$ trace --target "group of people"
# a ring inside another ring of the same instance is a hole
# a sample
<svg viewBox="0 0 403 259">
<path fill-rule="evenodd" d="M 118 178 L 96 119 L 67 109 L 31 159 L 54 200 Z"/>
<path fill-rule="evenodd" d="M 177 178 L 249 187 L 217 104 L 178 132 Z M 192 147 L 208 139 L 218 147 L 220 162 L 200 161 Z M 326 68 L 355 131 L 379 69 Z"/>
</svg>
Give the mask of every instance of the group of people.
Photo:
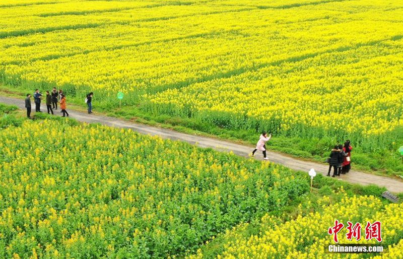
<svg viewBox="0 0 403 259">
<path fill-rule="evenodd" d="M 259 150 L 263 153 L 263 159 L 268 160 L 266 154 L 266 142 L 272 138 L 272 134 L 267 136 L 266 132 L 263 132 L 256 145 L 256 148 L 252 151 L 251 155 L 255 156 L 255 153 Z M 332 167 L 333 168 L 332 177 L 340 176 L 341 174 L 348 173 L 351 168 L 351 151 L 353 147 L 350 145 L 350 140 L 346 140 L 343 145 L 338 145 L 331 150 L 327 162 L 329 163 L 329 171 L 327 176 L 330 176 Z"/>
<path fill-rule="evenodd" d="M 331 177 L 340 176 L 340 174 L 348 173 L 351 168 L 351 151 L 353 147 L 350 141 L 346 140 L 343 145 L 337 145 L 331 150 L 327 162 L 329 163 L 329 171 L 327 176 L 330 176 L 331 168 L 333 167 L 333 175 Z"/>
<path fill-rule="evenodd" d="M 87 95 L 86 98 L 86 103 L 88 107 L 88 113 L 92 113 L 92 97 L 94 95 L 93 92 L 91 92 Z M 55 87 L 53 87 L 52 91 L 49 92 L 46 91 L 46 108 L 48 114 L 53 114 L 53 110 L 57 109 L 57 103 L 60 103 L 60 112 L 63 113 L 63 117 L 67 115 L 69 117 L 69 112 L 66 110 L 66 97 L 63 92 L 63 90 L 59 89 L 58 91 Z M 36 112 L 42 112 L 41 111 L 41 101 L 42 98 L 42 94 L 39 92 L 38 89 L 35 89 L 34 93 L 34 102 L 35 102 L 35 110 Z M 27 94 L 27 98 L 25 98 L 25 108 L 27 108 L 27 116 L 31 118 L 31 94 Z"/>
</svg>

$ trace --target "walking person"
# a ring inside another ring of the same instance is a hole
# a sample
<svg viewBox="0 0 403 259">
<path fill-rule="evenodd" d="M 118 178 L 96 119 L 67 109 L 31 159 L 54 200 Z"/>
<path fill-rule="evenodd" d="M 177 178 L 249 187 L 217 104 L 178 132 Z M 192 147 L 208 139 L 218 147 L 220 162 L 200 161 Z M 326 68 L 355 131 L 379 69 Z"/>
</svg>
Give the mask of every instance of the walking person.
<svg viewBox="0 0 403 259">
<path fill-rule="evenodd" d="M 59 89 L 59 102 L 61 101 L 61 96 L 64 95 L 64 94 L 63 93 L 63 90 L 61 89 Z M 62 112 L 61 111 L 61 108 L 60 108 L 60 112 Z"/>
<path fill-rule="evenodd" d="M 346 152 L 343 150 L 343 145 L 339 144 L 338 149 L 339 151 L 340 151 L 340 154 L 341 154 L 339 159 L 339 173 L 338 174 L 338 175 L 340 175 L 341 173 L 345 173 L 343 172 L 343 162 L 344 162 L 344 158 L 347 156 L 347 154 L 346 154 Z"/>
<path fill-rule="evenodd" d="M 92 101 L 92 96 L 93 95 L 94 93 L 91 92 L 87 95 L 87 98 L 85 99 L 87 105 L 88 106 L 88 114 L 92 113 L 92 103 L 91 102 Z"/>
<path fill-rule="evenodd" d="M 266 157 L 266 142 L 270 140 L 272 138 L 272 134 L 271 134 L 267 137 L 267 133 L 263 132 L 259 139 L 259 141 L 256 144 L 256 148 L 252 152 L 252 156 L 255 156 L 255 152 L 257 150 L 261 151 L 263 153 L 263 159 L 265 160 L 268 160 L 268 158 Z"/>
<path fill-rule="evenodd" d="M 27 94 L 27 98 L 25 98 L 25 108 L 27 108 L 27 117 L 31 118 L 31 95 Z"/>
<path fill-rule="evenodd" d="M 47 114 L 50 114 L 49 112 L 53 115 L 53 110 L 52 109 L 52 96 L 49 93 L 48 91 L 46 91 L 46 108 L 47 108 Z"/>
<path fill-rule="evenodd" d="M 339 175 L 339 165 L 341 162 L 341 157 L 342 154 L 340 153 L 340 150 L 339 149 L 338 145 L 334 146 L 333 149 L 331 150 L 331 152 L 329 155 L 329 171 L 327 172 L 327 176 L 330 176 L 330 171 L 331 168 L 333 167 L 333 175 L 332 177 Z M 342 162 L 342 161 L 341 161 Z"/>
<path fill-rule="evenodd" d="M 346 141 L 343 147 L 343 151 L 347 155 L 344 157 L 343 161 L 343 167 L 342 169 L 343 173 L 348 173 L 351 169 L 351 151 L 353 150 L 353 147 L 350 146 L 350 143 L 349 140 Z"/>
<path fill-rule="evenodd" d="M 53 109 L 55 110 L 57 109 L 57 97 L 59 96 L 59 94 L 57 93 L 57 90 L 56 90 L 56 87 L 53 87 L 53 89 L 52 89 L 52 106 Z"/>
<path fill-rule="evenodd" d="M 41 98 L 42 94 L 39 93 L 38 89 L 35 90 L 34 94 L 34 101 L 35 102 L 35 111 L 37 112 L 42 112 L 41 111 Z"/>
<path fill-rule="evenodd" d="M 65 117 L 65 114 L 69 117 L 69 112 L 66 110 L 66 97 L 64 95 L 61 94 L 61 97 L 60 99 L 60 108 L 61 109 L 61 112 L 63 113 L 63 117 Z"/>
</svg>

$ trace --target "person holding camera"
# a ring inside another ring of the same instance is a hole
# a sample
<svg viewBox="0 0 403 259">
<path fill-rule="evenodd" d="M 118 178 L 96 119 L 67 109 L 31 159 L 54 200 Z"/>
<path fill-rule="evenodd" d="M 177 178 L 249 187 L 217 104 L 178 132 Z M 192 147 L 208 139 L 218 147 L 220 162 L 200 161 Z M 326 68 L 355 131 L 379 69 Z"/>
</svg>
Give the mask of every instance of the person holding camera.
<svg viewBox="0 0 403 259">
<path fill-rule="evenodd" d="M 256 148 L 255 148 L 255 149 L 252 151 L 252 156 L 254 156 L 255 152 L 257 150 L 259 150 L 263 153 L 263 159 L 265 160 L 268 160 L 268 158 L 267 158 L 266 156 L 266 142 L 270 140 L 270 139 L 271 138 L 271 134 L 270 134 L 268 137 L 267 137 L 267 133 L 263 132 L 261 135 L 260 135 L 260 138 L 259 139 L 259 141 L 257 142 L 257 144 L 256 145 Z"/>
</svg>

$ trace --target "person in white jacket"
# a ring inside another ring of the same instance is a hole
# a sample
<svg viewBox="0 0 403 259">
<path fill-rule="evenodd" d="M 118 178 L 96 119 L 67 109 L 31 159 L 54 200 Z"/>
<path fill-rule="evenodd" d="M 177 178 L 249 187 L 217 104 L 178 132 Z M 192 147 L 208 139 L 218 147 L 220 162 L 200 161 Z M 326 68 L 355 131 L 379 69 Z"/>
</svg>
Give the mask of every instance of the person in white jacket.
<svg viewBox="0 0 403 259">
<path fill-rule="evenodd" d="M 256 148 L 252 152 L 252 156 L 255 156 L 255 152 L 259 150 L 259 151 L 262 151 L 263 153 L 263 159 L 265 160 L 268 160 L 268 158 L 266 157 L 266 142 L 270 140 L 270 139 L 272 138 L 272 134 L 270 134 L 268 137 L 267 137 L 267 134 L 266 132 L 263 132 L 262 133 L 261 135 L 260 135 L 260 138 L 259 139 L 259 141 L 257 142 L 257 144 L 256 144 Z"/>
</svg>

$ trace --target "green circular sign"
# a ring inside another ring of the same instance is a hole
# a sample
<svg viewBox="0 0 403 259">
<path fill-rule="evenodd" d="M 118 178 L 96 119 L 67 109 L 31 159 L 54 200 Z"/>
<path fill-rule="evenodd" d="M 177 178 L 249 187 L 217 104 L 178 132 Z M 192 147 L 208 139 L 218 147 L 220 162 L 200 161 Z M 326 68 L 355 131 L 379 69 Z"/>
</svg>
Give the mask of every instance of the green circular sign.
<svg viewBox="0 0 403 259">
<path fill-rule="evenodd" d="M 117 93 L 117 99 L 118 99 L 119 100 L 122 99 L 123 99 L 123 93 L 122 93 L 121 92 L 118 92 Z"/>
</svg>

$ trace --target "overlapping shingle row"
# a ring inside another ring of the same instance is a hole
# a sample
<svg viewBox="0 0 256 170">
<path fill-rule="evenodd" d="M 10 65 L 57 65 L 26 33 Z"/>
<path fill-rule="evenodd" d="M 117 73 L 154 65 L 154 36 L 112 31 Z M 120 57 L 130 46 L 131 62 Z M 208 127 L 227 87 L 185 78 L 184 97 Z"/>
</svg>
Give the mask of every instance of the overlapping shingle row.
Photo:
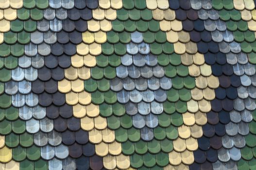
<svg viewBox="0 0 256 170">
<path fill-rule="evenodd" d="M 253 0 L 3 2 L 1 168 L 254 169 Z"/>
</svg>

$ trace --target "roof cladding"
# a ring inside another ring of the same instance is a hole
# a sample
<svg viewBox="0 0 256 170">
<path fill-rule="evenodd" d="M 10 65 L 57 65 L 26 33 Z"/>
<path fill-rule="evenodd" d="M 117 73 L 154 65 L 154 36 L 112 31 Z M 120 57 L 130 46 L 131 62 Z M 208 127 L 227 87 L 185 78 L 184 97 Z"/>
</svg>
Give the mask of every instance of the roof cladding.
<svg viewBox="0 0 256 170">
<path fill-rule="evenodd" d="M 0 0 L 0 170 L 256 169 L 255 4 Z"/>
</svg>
:::::
## Problem description
Substitute "crowd" for "group of people" in the lines from the first one through the line containing "263 159 L 268", inclusive, and give those lines again with nothing else changed. Omit the pictures from your output.

## Result
$ trace --target "crowd"
# a ring inside another ring of the same instance is a hole
# a sample
<svg viewBox="0 0 403 259">
<path fill-rule="evenodd" d="M 118 178 L 96 119 L 67 109 L 31 159 L 54 200 Z"/>
<path fill-rule="evenodd" d="M 177 178 L 249 187 L 217 104 L 178 132 Z M 192 147 L 208 139 L 218 147 L 220 162 L 200 161 Z M 326 68 L 355 131 L 379 69 Z"/>
</svg>
Give the mask of every instance of the crowd.
Photo:
<svg viewBox="0 0 403 259">
<path fill-rule="evenodd" d="M 259 150 L 263 153 L 263 159 L 268 160 L 266 154 L 266 142 L 272 138 L 272 134 L 267 136 L 266 132 L 263 132 L 256 145 L 256 148 L 252 151 L 251 155 L 255 156 L 255 153 Z M 332 167 L 333 168 L 332 177 L 340 176 L 341 174 L 348 173 L 351 168 L 351 151 L 353 147 L 350 145 L 350 140 L 346 140 L 343 145 L 338 145 L 331 150 L 327 162 L 329 163 L 329 171 L 327 176 L 330 176 Z"/>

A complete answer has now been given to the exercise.